**EXERCISE PASSAGE**:
┄┄┄┄┄┄┄┄┄┄┄┄┄┄┄┄┄┄┄┄

33 thoughts on “Guest Post and Giveaway: Foxglove Copse by Alex Beecroft

Add yours

  1. Oh is that what you based on Sam’s van? I should’ve known. I wouldn’t mind do a road trip in one, too! Not living in one though, lol. Truly enjoy this book, Alex.

    Like

    1. Yep! I didn’t know about the existence of the off-grid community before I started work on this book, but now that I do I’m fascinated. I don’t think it’s for me either, but adding a wind turbine and some solar panels to the house might now happen. Thank you!

      Like

  2. I must recognise that, even if the idea of living in a van, always on the road and enjoying freedom is appealing from a dreamy point of view, I’m too grown-up and used of the commodities in my smal appartment. Comfy bed, hot shower whenever you fancy, a nice armchair to curl with my cat and read… But the idea is romantic, of course
    Congratulations on the release, Alex. Foxglove Copse is another must read for me
    susanaperez7140(at)gmail(dot)com

    Like

    1. Yes – all the books I read made it sound quite attractive, but I think you have to be young and also not prone to chronic health problems for it really to be a possibility. Thank you!

┄┄┄┄┄┄┄┄┄┄┄┄┄┄┄┄┄┄┄┄

**EXERCISE DESCRIPTION**: Please reproduce part of the comment thread above word for word, beginning at the words "1. Yes – all" and stopping after "possibility. Thank you!".

**Stored data entries**:
┄┄┄┄┄┄┄┄┄┄┄┄┄┄┄┄┄┄┄┄

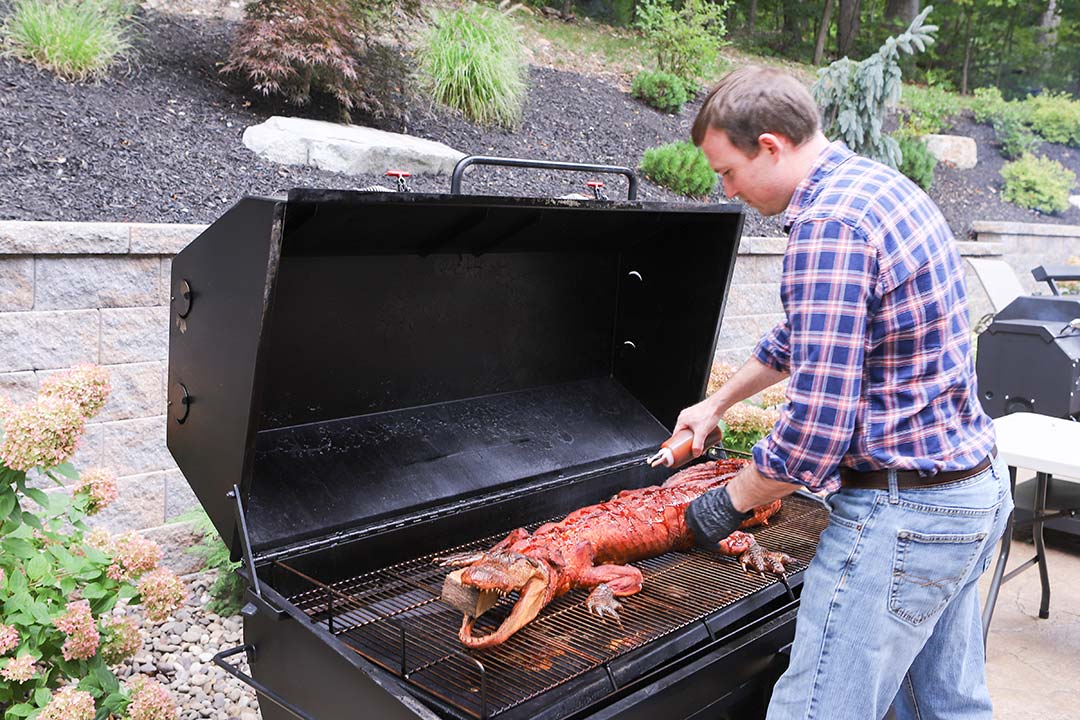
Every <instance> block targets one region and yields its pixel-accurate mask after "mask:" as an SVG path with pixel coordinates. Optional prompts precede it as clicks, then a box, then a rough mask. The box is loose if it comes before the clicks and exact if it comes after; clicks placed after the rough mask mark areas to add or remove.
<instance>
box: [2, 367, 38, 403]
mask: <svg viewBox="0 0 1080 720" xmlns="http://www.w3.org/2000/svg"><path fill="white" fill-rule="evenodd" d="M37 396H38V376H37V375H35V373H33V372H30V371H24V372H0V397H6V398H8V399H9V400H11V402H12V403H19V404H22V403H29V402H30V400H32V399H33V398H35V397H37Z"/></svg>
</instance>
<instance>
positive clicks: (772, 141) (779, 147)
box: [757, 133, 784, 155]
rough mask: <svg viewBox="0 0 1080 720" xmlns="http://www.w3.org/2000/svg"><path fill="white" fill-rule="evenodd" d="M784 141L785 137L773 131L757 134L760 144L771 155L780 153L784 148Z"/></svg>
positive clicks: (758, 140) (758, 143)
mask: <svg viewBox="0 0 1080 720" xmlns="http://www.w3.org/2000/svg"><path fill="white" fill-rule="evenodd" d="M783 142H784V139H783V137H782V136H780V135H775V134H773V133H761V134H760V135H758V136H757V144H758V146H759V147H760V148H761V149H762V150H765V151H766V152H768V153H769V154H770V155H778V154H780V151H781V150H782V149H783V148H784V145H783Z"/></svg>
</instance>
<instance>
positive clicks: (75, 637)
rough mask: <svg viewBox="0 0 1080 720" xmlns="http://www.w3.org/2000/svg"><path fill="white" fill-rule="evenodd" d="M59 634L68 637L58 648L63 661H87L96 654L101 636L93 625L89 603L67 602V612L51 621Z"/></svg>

┄┄┄┄┄┄┄┄┄┄┄┄┄┄┄┄┄┄┄┄

**OUTPUT**:
1. Yes – all the books I read made it sound quite attractive, but I think you have to be young and also not prone to chronic health problems for it really to be a possibility. Thank you!